◆ **Do this**
Leave out all pictures. Extract exactly the lines from the one containing "Would you mind pointing to the tree" through the end of the data.

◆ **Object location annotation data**
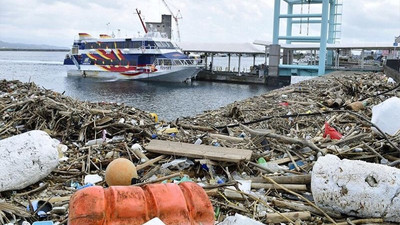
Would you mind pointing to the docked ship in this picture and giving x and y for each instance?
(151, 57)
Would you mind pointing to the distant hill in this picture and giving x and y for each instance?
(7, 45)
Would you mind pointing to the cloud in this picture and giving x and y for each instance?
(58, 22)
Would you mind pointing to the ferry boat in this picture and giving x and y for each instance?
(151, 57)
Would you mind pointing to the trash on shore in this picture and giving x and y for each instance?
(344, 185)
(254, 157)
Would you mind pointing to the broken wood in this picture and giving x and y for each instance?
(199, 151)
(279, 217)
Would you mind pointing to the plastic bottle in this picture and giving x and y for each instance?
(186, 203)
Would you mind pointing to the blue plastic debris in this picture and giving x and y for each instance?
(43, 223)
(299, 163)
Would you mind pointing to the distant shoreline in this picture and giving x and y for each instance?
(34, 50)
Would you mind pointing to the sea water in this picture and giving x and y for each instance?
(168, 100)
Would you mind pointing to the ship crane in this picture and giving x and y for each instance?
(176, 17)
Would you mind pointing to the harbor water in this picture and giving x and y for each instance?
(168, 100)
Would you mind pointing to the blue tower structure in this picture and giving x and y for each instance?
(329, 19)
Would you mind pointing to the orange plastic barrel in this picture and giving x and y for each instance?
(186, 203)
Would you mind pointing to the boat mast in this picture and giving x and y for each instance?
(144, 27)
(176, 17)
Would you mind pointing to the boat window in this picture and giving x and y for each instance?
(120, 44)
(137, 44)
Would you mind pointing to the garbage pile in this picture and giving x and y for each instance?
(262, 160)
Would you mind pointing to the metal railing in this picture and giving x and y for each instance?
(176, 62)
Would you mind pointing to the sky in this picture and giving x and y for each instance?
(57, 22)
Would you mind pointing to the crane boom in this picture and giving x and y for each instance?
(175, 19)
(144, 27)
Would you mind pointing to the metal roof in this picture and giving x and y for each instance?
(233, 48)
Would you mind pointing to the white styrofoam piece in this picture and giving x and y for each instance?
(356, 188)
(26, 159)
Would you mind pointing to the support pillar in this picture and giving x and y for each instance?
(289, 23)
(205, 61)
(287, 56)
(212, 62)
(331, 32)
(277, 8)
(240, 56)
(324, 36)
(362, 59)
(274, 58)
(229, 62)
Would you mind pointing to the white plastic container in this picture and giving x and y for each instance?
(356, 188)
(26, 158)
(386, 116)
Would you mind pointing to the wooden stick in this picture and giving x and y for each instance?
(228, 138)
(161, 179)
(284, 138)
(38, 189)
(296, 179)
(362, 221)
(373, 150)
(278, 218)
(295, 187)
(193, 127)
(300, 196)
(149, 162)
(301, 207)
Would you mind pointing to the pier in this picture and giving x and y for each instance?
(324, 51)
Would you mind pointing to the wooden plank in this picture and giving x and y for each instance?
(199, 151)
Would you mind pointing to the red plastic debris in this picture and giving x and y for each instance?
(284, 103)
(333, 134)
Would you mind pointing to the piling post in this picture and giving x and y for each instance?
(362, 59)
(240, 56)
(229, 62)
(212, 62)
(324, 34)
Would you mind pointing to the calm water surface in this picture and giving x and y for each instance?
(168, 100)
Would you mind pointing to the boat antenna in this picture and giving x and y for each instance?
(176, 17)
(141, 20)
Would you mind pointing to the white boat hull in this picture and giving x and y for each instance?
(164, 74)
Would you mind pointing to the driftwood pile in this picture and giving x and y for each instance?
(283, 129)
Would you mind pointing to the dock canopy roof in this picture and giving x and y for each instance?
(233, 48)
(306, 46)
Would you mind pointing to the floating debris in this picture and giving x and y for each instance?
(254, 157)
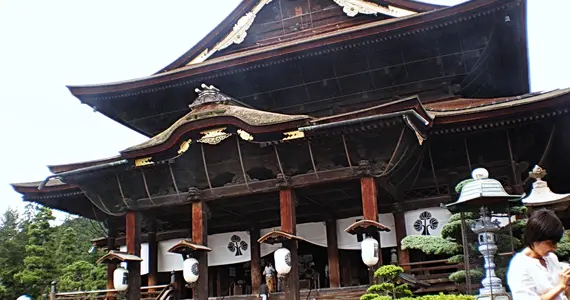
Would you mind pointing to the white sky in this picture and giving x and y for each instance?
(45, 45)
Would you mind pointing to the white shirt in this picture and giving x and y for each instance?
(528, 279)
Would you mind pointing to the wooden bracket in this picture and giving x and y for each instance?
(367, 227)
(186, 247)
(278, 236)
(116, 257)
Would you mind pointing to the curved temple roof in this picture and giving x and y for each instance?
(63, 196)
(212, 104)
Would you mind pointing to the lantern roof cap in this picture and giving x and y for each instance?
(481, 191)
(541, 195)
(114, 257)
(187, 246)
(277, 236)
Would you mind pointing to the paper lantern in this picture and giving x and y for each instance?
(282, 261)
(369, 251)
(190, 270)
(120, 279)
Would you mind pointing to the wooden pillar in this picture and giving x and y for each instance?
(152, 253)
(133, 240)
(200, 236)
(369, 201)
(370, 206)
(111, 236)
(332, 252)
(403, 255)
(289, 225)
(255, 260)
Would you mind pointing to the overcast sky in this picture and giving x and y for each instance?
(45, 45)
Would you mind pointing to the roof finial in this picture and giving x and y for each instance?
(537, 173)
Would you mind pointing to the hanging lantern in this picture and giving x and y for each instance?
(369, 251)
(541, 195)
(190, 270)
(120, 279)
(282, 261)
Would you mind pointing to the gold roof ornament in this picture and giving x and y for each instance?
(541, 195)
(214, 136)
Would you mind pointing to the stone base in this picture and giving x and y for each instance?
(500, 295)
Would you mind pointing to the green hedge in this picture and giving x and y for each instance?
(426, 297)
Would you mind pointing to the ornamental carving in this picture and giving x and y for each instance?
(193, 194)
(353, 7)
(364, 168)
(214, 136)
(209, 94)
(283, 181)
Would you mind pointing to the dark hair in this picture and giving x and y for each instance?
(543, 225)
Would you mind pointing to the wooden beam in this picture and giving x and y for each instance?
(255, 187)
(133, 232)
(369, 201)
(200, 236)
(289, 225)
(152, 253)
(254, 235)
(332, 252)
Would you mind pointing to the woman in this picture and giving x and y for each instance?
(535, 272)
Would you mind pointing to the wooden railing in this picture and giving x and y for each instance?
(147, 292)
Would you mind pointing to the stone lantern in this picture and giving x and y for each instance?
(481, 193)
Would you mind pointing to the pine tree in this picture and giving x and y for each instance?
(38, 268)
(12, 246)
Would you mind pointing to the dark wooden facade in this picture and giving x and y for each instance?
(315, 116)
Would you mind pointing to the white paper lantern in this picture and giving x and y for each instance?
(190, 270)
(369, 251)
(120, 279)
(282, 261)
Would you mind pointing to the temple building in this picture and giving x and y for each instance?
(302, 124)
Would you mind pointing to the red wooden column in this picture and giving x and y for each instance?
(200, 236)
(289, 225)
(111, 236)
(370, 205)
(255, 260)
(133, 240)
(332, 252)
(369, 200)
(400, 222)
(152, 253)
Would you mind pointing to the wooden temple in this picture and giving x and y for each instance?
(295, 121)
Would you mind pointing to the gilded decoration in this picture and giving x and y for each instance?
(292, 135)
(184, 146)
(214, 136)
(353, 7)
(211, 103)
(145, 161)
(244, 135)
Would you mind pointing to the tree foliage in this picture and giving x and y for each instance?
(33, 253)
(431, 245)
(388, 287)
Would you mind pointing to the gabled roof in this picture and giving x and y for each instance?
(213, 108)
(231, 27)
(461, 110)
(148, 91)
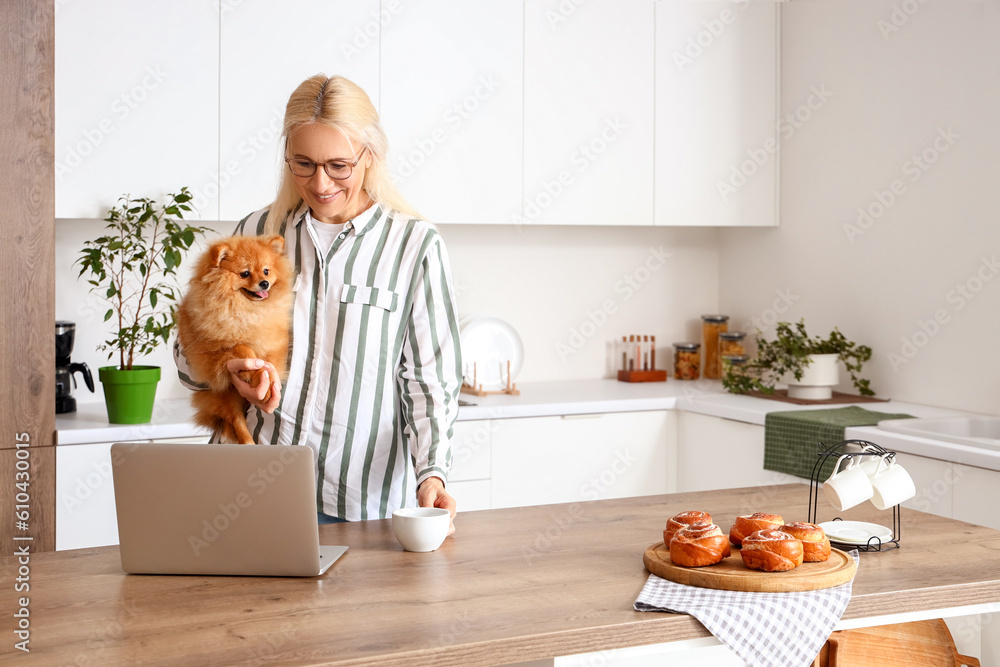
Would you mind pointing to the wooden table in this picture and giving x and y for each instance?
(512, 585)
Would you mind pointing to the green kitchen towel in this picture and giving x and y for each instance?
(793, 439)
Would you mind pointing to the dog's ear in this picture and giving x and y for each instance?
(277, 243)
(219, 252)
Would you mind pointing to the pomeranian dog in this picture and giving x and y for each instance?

◆ **Completed task**
Would you mind pointing to the tree foliage in this picture and giving x and y for each instance?
(33, 253)
(431, 245)
(388, 287)
Would you mind pointing to the gabled roof in this picture and giving x and y for each instance?
(213, 108)
(231, 27)
(461, 110)
(148, 91)
Would you mind pointing to the wooden table in this picture and giving x and y for each instance?
(512, 585)
Would you mind pointing to the green kitchen towel in this picture and giving x and y for each instance?
(793, 439)
Would you mind pointing to the dog's ear in this picture and giving x and y for each instance?
(277, 243)
(219, 252)
Would you mind pointing to the pomeranian dog in this picture and giving x and y for each instance?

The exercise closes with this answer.